RECORDS FOR PROCESSING:
=== Begin Enclosure ===
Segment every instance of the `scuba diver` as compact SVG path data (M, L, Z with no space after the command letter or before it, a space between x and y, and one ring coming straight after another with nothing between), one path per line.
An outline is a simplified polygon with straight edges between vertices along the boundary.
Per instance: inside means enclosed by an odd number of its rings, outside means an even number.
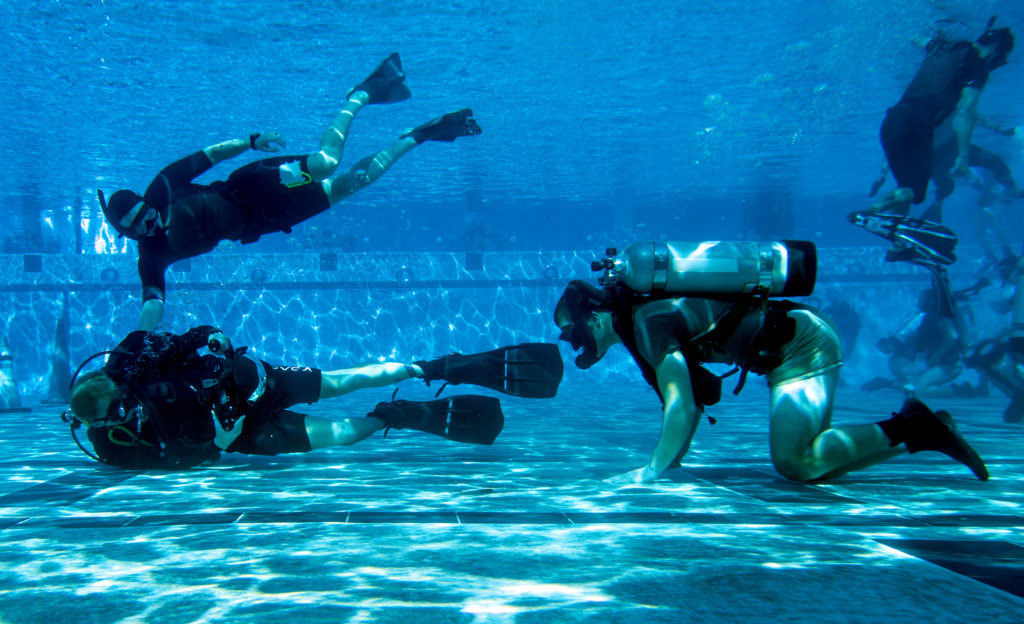
M209 353L201 355L204 348ZM410 378L548 398L558 390L563 367L557 345L542 343L334 371L278 366L253 359L244 347L233 348L227 336L208 325L181 335L134 331L112 351L87 359L79 372L102 355L109 358L99 370L81 377L76 372L63 418L90 457L129 469L185 469L215 461L221 452L306 453L354 444L380 429L385 434L416 429L457 442L492 444L504 416L498 399L488 396L393 400L378 403L366 418L342 420L288 408ZM75 435L83 424L95 454Z
M997 134L1014 136L1017 133L1016 128L993 124L981 115L978 115L977 119L977 125L990 128ZM949 125L948 121L943 125ZM957 140L952 133L948 134L940 144L935 145L931 175L931 181L935 185L935 200L921 215L922 219L935 223L942 222L943 205L946 198L952 195L956 189L956 179L950 172L956 164L957 154ZM1024 191L1017 186L1017 181L1014 180L1013 172L1006 163L1006 159L999 154L972 143L967 151L967 166L970 170L983 170L978 171L977 174L973 174L971 171L966 174L971 178L971 185L982 194L979 205L983 212L987 210L988 213L991 213L988 207L997 200L1009 204L1024 196ZM889 165L885 164L882 166L878 178L871 185L870 197L874 197L878 189L885 184L888 175ZM987 216L991 218L990 214Z
M637 243L609 250L598 288L569 283L555 307L560 339L587 369L622 344L661 398L661 435L643 467L612 479L648 483L676 467L700 414L720 398L721 378L701 364L733 363L771 387L772 463L794 481L829 479L904 452L939 451L981 480L988 470L948 412L907 398L891 418L833 426L842 363L835 327L819 312L771 296L813 291L812 243Z
M966 327L961 293L952 292L945 267L932 267L932 286L918 296L916 314L887 336L878 350L889 356L895 379L875 377L861 386L874 392L910 388L931 397L976 396L970 384L954 384L964 371Z
M1013 33L994 23L993 17L973 43L941 35L928 42L921 68L882 122L882 149L898 188L876 202L872 211L907 216L911 203L924 202L935 162L936 129L950 116L957 147L950 173L967 172L981 90L989 73L1005 65L1013 50ZM926 219L937 221L933 216Z
M227 181L194 184L217 163L254 149L277 152L285 145L276 132L254 133L212 145L165 167L144 195L122 189L107 201L98 191L107 220L121 235L139 243L142 312L139 329L155 329L163 318L165 273L172 263L204 254L222 240L252 243L271 232L320 214L366 188L395 162L424 141L452 142L480 134L473 111L442 115L402 134L390 147L331 177L341 161L349 127L368 104L401 102L410 97L398 54L392 54L366 80L348 92L347 101L320 139L320 151L276 156L233 171Z
M1012 284L1010 327L972 345L964 363L1010 399L1003 422L1019 423L1024 421L1024 255L1007 250L999 265L1003 284Z

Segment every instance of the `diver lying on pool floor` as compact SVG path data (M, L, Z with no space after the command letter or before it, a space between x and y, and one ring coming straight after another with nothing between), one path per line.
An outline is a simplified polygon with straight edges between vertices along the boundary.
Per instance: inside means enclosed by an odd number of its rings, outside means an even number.
M200 355L203 348L210 353ZM64 418L72 435L80 424L88 428L96 455L82 450L103 463L181 469L216 460L221 451L305 453L354 444L380 429L417 429L457 442L492 444L504 424L493 397L392 401L379 403L366 418L341 420L287 408L410 378L547 398L555 396L562 379L561 356L553 344L335 371L271 365L245 351L233 349L211 326L182 335L132 332L113 351L93 356L109 354L102 368L72 380L71 408Z
M842 363L835 327L808 306L768 298L810 294L811 243L649 241L610 251L594 263L605 288L570 282L554 316L561 339L582 349L576 366L590 368L621 343L662 400L650 461L614 482L651 482L679 465L704 406L719 399L721 378L705 362L736 364L740 384L747 371L768 378L772 463L788 479L828 479L906 451L939 451L988 478L952 417L917 399L887 420L832 425Z

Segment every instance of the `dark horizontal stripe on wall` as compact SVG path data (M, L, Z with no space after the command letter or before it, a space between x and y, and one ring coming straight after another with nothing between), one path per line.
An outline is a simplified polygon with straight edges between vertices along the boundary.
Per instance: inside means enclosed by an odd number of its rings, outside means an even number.
M171 290L386 290L404 291L417 289L468 289L468 288L563 288L570 280L588 279L591 276L568 276L559 279L461 279L461 280L419 280L419 281L308 281L308 282L174 282ZM927 274L906 275L822 275L818 284L878 284L901 282L926 282ZM0 292L135 292L142 287L136 283L87 282L81 284L0 284Z

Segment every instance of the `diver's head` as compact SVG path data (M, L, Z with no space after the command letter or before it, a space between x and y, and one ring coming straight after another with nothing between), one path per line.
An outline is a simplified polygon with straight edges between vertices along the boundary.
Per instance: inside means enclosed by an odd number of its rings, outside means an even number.
M989 22L991 24L991 22ZM989 26L976 42L981 47L981 58L990 70L1006 65L1013 51L1013 33L1009 28Z
M596 364L614 342L606 335L614 334L610 317L608 291L583 280L569 282L555 306L555 324L562 330L559 340L572 345L573 351L583 349L576 356L578 368Z
M85 373L71 388L71 412L86 427L94 424L120 424L123 405L121 389L104 370Z
M97 194L104 216L122 236L138 240L152 236L161 227L160 211L135 191L121 189L111 195L109 201L103 197L103 191Z

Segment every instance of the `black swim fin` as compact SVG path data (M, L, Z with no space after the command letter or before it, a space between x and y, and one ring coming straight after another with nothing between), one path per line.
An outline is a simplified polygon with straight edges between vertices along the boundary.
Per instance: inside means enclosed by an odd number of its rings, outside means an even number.
M421 126L416 126L398 138L412 137L416 140L417 144L424 141L451 143L459 137L473 136L481 132L483 130L480 128L480 124L476 122L476 119L473 119L473 111L469 108L463 108L462 110L435 117Z
M452 353L416 365L423 369L427 384L438 379L446 384L468 383L530 399L555 396L564 370L558 345L546 342L527 342L471 355Z
M957 236L944 225L898 215L870 211L851 212L847 219L868 232L893 243L886 254L889 262L948 266L956 262Z
M366 80L360 82L348 95L356 91L364 91L370 96L367 104L393 104L412 97L409 87L405 86L405 72L402 71L402 59L395 52L373 70Z
M988 481L984 460L960 435L949 412L932 412L919 399L907 399L899 412L878 425L891 446L904 443L911 453L938 451L970 468L978 479Z
M494 444L505 426L501 402L476 394L436 401L378 403L367 416L380 418L387 429L416 429L470 444Z

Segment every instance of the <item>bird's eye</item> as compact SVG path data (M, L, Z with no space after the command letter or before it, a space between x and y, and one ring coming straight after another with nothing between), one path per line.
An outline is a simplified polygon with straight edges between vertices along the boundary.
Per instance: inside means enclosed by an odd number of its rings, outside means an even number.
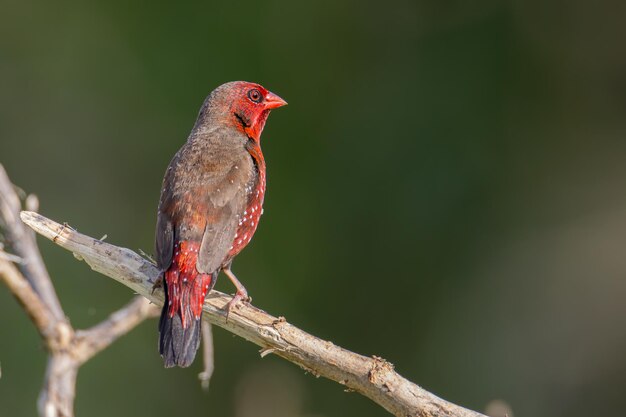
M248 91L248 98L254 101L255 103L260 103L261 100L263 100L263 96L261 95L261 92L257 90L256 88L253 88L252 90Z

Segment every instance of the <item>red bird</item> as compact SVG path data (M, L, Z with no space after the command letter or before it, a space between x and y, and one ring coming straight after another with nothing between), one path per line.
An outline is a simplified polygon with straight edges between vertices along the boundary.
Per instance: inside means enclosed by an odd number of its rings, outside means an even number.
M219 86L204 101L187 142L167 168L156 227L165 290L159 353L167 368L193 362L204 297L220 271L237 288L227 311L248 298L230 266L263 213L261 132L270 111L286 104L259 84Z

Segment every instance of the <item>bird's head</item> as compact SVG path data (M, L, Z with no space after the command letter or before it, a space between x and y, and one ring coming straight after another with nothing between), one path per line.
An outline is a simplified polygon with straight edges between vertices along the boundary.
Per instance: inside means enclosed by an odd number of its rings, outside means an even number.
M262 85L233 81L217 87L205 100L197 123L225 123L259 141L272 109L287 102Z

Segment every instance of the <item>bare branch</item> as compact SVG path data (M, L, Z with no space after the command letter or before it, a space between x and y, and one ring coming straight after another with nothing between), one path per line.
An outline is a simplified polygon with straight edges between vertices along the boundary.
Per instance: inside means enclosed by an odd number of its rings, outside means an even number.
M0 257L0 280L5 283L17 301L26 311L28 317L37 327L44 340L52 337L51 329L55 320L48 307L41 301L37 293L24 278L22 273L11 262Z
M146 318L157 317L159 309L144 297L135 297L105 321L87 330L76 331L73 356L84 363L131 331Z
M76 396L76 376L80 365L67 353L48 357L46 376L37 400L41 417L72 417Z
M37 233L85 260L92 269L107 275L163 304L161 290L152 293L156 267L135 252L120 248L64 227L37 213L22 212L22 220ZM224 307L231 297L213 291L204 304L205 320L298 364L316 376L332 379L359 392L396 416L478 417L482 414L445 401L400 376L393 365L378 357L362 356L318 339L252 305L231 311Z
M29 207L38 205L37 198L27 198ZM65 314L61 308L59 298L54 291L48 271L41 259L35 235L20 222L21 211L20 199L15 192L15 187L9 180L4 168L0 165L0 226L5 231L7 243L13 254L22 259L19 269L39 294L42 301L48 306L50 314L56 319L65 321Z
M17 255L13 255L11 253L6 253L2 250L3 245L0 243L0 259L4 259L5 261L13 262L14 264L24 263L24 260Z
M14 187L0 165L0 231L14 252L6 253L4 245L0 245L0 281L24 308L49 352L46 376L37 402L39 415L71 417L80 365L158 311L145 298L136 297L102 324L75 332L56 296L35 234L19 219L21 203L18 193L25 197L27 208L37 209L37 197L26 196Z
M198 379L200 379L200 386L205 391L209 390L209 383L215 370L212 327L208 321L202 322L202 361L204 362L204 371L198 374Z

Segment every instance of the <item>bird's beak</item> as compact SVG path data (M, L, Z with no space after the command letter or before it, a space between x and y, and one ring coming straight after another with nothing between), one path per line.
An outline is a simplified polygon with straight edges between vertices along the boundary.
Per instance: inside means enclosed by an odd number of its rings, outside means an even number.
M276 94L269 92L265 96L265 108L266 109L277 109L278 107L286 106L287 102L282 98L278 97Z

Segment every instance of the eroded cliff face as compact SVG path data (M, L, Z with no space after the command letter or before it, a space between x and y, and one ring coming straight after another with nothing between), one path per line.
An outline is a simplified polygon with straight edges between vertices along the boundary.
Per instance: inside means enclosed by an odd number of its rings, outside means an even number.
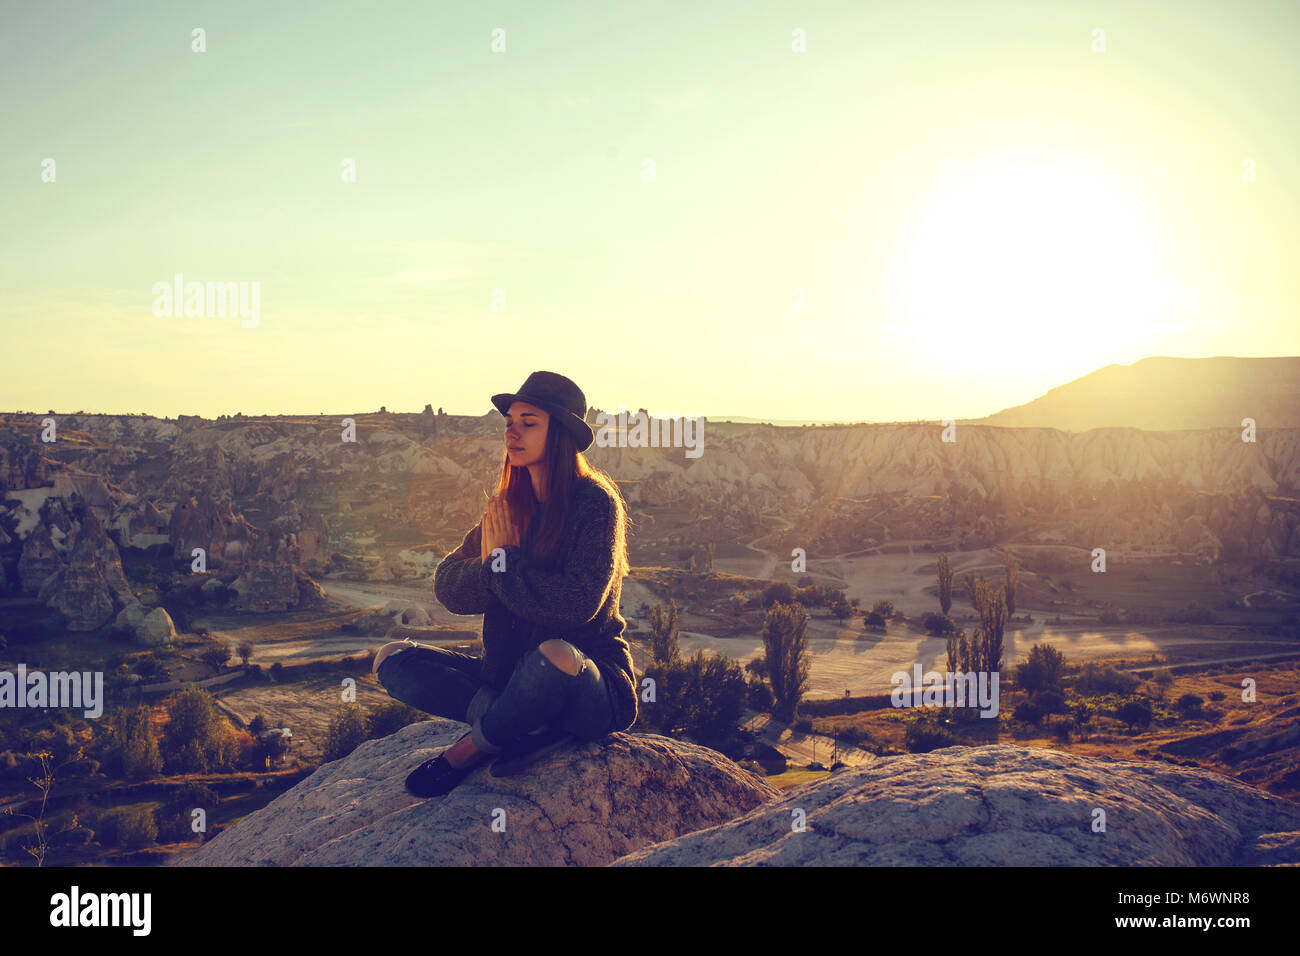
M356 425L349 442L333 418L64 416L60 440L42 444L35 416L0 419L0 585L37 593L65 569L86 605L78 626L103 616L111 555L97 565L101 584L87 573L88 546L77 552L66 537L68 507L44 509L73 494L119 550L163 547L188 562L203 548L248 610L318 602L313 573L427 577L480 516L501 465L500 416L359 415ZM588 456L643 519L634 551L787 525L770 547L963 550L1014 536L1206 563L1300 558L1300 430L1261 429L1255 443L1236 429L948 434L706 423L698 458L600 445Z

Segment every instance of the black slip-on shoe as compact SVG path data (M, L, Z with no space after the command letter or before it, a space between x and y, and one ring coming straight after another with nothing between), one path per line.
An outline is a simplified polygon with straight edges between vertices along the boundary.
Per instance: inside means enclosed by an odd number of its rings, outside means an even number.
M481 760L476 760L468 767L453 767L442 754L432 760L426 760L412 770L406 777L406 789L417 797L437 797L454 790L473 772Z
M510 777L537 763L547 754L575 743L577 737L560 727L548 727L541 733L525 734L511 743L492 761L494 777Z

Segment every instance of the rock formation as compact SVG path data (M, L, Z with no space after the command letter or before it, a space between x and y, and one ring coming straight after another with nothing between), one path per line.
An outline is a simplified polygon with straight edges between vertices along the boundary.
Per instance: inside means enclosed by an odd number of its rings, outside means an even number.
M1011 744L883 757L781 793L708 748L619 733L518 776L481 765L443 797L407 794L406 774L463 732L438 720L368 741L184 865L1300 863L1300 806L1282 797L1204 770Z
M177 561L189 561L194 548L204 550L208 570L238 593L233 605L237 610L284 611L315 607L325 600L320 585L300 567L296 535L250 524L231 510L229 500L190 498L178 504L169 533Z
M649 734L565 748L514 777L481 764L441 797L407 793L406 775L464 732L435 720L367 741L184 865L602 866L777 796L721 754Z
M1206 770L997 744L882 757L615 865L1296 863L1300 806L1282 797Z
M122 560L78 494L46 497L18 558L21 590L63 616L68 630L93 631L135 600Z
M171 615L160 607L150 611L138 601L122 608L113 623L118 627L129 627L135 632L136 640L145 644L159 646L176 640L176 626Z

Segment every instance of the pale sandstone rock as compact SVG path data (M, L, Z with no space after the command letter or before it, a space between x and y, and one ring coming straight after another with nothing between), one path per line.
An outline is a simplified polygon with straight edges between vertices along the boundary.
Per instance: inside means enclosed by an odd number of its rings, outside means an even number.
M135 633L140 640L154 646L171 644L176 640L176 626L172 623L171 615L160 607L144 616Z
M778 795L715 751L626 733L566 747L514 777L492 777L483 763L444 796L408 794L406 775L464 732L433 720L367 741L183 865L602 866ZM498 809L505 832L492 829Z
M122 608L113 623L118 627L129 627L135 632L136 640L152 646L171 644L176 640L176 625L171 615L160 607L150 611L138 601Z
M882 757L614 865L1296 863L1300 806L1282 797L1206 770L998 744Z

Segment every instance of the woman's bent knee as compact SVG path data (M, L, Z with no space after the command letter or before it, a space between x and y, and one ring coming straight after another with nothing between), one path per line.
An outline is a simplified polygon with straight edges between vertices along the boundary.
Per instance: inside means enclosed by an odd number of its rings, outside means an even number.
M546 655L546 659L570 677L578 676L578 655L568 641L552 639L542 641L537 649Z
M415 647L415 642L403 640L393 641L391 644L385 644L379 649L378 653L375 654L375 663L371 666L370 672L378 677L379 665L382 664L386 658L396 654L398 651L404 651L408 647Z

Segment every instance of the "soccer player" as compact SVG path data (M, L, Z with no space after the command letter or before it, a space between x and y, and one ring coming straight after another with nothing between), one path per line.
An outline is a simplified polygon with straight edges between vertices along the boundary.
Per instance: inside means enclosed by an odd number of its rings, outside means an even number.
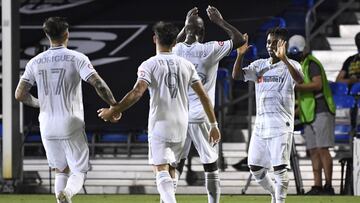
M245 43L242 34L227 23L218 9L208 6L207 14L212 22L221 27L230 36L226 41L210 41L202 43L205 34L204 22L198 16L198 8L191 9L185 21L185 26L178 35L178 43L173 52L195 65L201 78L205 91L215 101L215 85L219 61L227 56L233 48ZM185 159L189 155L191 142L197 149L205 171L205 186L209 203L219 203L220 179L217 165L217 147L209 143L209 121L206 119L204 109L199 97L193 90L189 90L189 124L184 153L177 167L178 176L181 175Z
M28 62L15 92L18 101L40 108L41 138L49 166L55 169L55 195L59 203L71 202L89 170L81 79L90 83L107 104L116 104L88 57L66 48L68 28L64 18L45 20L43 29L51 47ZM38 98L29 92L34 85Z
M236 80L255 82L256 119L248 164L256 182L270 192L272 203L285 202L287 195L294 128L294 86L303 82L300 64L286 56L287 35L284 28L269 29L266 48L270 57L258 59L243 68L242 60L249 48L246 42L237 49L232 73ZM271 167L275 183L268 175Z
M199 96L210 121L212 144L218 143L221 135L213 105L194 65L172 53L178 29L171 23L160 21L153 30L156 55L140 65L134 88L117 105L98 112L105 121L115 122L118 119L114 117L132 106L149 89L149 163L154 166L161 199L165 203L174 203L176 181L173 179L186 138L189 87Z

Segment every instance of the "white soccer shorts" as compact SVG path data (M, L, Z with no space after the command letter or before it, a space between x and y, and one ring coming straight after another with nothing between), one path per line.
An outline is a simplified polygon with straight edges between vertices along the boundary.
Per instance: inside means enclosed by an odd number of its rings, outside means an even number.
M285 133L272 138L251 136L248 165L261 166L270 169L273 166L287 165L290 168L290 154L293 133Z
M49 166L63 171L69 166L71 172L86 173L89 170L89 147L83 130L69 139L42 139Z
M185 139L182 142L165 142L152 137L149 139L149 164L169 164L176 167L182 157Z
M199 153L202 164L214 163L218 159L218 145L209 143L210 125L207 122L189 123L181 159L186 159L190 152L191 142Z

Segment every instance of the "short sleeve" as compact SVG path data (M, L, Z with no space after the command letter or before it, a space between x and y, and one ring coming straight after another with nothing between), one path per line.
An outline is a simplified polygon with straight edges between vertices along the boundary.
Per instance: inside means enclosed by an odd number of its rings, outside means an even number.
M345 78L348 78L349 77L349 66L350 66L350 63L351 61L353 60L352 57L349 57L345 60L345 62L343 63L343 66L342 66L342 71L344 71L346 74L345 74Z
M229 55L233 49L232 40L213 41L211 43L214 48L214 61L220 61L222 58Z
M91 64L89 58L85 55L80 57L77 68L81 79L83 79L84 81L87 81L91 75L96 73L96 70Z
M242 70L244 72L244 81L256 81L257 80L257 61L250 63L247 67L244 67Z
M21 76L21 80L23 80L31 85L35 84L35 75L34 75L34 70L33 70L33 66L32 66L32 61L30 61L29 63L26 64L25 72Z
M321 75L320 67L315 62L312 62L312 61L310 62L309 75L310 75L310 78Z
M137 79L138 80L144 80L146 83L148 83L148 85L151 84L151 69L152 66L150 63L148 62L143 62L137 71Z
=== End Enclosure ===
AIM OF THE EXERCISE: Say how many lines of the entries above include the string "soccer", giving the number and nothing else.

OUTPUT: 2